**To do:**
(1) Answer these from the article on the East Hampton airport memos:
(a) Which town board member lost a bid for re-election on Tuesday?
(b) In what year did Peter Kirsch first prepare an advisory report?
(c) Which group hired David E. Schaffer?
(2) Carry the article on the East Hampton airport memos forward from its last sentence.

**Quoted passage:**
┌──

Dueling Memos in Debate
Memoranda from two attorneys specializing in airport matters are expected to be on forthcoming agendas of the East Hampton Town Board, but, with Town Supervisor Bill Wilkinson, Councilwoman Theresa Quigley, and Councilman Dominick Stanzione leaving office at the end of the year, a new board in January will be faced with making airport decisions. Mr. Stanzione, the town’s airport liaison, lost his bid for re-election on Tuesday.
Town board members recently received a report outlining new federal policy regarding airports from Peter Kirsch, the town’s airport consultant, but it has not yet been discussed. Mr. Kirsch first prepared an advisory report in 2008. The ongoing debate is over how East Hampton might best address aircraft noise, and how the F.A.A.’s authority might be diminished or enforced.
In another recent report, Sheila Jones, a lawyer hired by the local Committee to Stop Airport Expansion, responded to a study by still another attorney, David E. Schaffer, who was hired by the East Hampton Aviation Association and provided his opinions to the board in July.
Both agree that local government control is pre-empted by the federal government, and that various factors influence the ability of a town to successfully enact local restrictions, and, if necessary, defend them against an F.A.A. challenge.
They disagree, however, as to the extent that freedom from F.A.A. “grant assurances” — contractual agreements with the federal agency that are attached when the town accepts F.A.A. grants — would or would not put the town on stronger ground in enforcing and maintaining such restrictions.
In her memo to the board, Ms. Jones said that Mr. Schaffer “has not taken into account all of the relevant factors. . . .” She cited a Supreme Court case, New York City v. National Helicopter, which outlined the scope of local authority, which, she said, created a precedent applicable to East Hampton. She also referred to Mr. Kirsch’s 2008 memo, and said she agrees with his summary of that case: that the United States Court of Appeals for the Second Circuit held that “a local government can limit helicopter traffic in order to address local noise or environmental concerns.”
In that case, the court upheld New York City ordinances that limit helicopter traffic to certain times of the day or week, limit overall numbers of helicopter traffic, and regulate helicopter noise directly.
“Clearly, therefore, the Town of East Hampton has the power to impose limitations on the use of the airport in order to address noise,” Ms. Jones wrote. However, she also said, as have every consultant, that the limits must be “reasonable, nonarbitrary, and nondiscriminatory.”
The Committee to Stop Airport Expansion, which she represents, holds that several F.A.A. grant assurances due to expire at the end of 2014 are “relevant to the scope of local authority to control noise.” This was confirmed by the F.A.A. in correspondence with Representative Tim Bishop about East Hampton Airport, Ms. Jones said.

└──

Extracted data entries
┌──

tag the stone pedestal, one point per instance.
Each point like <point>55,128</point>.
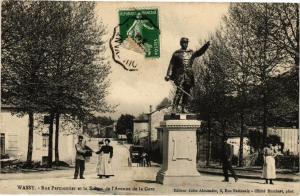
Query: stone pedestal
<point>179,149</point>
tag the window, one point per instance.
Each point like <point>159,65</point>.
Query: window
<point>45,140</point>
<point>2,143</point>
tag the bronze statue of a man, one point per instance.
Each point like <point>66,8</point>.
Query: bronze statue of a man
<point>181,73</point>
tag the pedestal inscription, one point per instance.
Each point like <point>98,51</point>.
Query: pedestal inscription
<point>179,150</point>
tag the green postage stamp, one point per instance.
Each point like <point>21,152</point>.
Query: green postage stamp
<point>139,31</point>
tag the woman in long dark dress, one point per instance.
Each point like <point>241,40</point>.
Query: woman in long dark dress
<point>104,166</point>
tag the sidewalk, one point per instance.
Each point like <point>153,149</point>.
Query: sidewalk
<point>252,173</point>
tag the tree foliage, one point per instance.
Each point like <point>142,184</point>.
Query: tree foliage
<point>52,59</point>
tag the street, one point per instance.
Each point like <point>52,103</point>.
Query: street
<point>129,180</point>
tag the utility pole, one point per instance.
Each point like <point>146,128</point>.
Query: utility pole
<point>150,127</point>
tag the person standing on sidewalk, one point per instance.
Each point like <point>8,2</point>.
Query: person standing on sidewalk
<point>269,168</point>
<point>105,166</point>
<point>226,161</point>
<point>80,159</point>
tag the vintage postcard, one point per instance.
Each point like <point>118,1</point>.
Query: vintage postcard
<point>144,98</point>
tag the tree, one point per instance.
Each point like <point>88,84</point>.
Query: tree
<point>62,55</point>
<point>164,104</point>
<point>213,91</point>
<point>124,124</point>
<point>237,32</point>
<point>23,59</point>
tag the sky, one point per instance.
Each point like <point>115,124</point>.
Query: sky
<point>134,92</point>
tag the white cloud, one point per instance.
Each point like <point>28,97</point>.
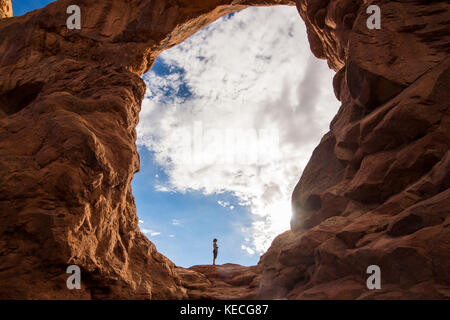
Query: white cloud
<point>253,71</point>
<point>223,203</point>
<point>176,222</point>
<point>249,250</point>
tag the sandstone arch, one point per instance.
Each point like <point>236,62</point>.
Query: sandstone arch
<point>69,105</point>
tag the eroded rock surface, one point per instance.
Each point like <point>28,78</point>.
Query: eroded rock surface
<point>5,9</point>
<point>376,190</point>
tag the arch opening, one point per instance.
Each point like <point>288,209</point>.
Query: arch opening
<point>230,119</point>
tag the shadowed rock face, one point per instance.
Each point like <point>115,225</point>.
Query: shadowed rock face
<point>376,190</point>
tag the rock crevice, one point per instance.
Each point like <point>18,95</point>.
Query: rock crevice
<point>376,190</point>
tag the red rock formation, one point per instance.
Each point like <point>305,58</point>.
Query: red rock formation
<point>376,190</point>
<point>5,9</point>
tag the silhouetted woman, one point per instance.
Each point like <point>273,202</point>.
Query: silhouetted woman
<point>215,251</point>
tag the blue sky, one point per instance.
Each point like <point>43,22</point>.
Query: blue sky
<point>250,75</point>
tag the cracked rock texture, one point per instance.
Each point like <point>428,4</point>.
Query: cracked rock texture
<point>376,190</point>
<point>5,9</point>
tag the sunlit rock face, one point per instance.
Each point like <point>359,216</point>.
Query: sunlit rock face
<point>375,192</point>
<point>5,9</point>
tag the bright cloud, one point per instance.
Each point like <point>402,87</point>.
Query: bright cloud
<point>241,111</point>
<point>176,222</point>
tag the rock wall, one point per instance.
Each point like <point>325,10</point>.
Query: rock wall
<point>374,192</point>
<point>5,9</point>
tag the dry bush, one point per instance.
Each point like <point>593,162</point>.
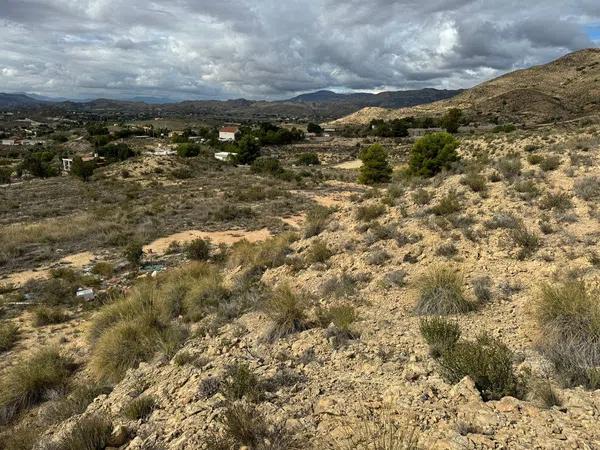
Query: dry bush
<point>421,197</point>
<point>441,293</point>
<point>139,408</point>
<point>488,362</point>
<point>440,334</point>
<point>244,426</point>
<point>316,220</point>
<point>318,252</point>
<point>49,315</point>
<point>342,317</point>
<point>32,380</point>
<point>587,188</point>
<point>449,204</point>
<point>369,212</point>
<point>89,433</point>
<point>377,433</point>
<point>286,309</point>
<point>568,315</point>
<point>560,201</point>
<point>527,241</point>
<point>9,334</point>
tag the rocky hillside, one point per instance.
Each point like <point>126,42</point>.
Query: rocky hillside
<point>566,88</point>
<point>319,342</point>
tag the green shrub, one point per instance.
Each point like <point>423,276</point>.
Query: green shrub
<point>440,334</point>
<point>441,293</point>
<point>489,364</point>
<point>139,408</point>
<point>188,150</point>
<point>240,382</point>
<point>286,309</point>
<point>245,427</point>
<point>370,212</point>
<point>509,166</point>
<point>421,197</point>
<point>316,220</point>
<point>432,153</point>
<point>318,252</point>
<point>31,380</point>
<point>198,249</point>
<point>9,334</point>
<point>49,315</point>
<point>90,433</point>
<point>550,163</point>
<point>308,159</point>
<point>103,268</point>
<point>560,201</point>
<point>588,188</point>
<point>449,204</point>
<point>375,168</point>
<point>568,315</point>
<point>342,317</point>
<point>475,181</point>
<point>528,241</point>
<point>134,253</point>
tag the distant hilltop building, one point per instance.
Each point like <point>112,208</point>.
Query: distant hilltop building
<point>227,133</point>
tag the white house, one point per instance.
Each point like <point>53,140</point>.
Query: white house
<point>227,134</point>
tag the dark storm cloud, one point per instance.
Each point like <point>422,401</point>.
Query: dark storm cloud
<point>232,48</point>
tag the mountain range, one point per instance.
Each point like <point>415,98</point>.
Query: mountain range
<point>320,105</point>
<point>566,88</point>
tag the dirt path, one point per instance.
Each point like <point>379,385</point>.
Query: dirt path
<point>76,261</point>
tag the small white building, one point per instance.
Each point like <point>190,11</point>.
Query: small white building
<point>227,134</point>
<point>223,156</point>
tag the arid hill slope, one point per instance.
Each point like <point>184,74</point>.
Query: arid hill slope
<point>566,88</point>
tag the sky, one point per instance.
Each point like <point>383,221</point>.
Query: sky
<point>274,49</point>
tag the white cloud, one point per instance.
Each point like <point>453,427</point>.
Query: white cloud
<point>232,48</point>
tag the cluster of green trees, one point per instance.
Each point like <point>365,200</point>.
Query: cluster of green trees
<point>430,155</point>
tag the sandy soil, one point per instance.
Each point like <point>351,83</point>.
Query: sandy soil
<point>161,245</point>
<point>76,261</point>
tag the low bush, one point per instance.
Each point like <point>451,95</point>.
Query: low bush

└──

**Outputs:**
(1)
(a) Councilman Dominick Stanzione
(b) 2008
(c) The East Hampton Aviation Association

(2)
In the absence of the assurances, she wrote, East Hampton could exercise as much control over its airport as was upheld by the court in the National Helicopter case. The town could not attempt to control airborne aircraft, and it would have to treat “similarly noisy aircraft alike.”
Contradicting what Mr. Schaffer said in his letter to the town, Ms. Jones said that should the town remain subject to all of the grant assurances, it would be “significantly limited . . . in its ability to impose restrictions” that would otherwise be permissible under the National Helicopter precedent.
Ms. Jones wrote that Mr. Schaffer “is wrong” in his assertion that “accepting F.A.A. funding does not diminish the town’s authority to adopt reasonable and nondiscriminatory restrictions. . . .”
Specifically, she says, if the town is subject to F.A.A. grant assurances and seeks to impose an airport use restriction, the F.A.A. can mount an administrative proceeding to determine whether, in the agency’s view, the restriction complies with the grant assurances’ terms and conditions. If the F.A.A. says a town regulation violates these terms, the town would have to prove that the F.A.A. acted “unreasonably, arbitrarily, and capriciously” in making that decision. Ms. Jones wrote that federal courts defer to F.A.A. administrative decisions.
Conversely, should the town be free of grant assurances and should the F.A.A. or a private party still assert that a restriction imposed by the town is unreasonable, the burden to prove that would be on the F.A.A. Mr. Schaffer, whose memo was described in these pages in the summer, wrote that that “does not address the role of the F.A.A. when a proprietor adopts a noise or access restriction, and thus fails to account for significant factor limiting the town’s authority.”
Ms. Jones also claimed that Mr. Schaffer’s report does not address the import of another F.A.A. regulatory program, which specifies the procedure that airport proprietors who have accepted F.A.A. grants must follow when seeking to impose a noise or access restriction.
Mr. Kirsch, she noted, had told the town in his 2008 memo that “case law and F.A.A. legal opinions . . . severely limit the ability of an owner of a federally-assisted airport [one that accepts grants] to impose use restrictions.”
That, she said, is the Committee to Stop Airport Expansion’s point. “The ability of the town to impose use restrictions on its own airport will be significantly constrained if it applies to the F.A.A. for any additional airport planning and development funds. . . .”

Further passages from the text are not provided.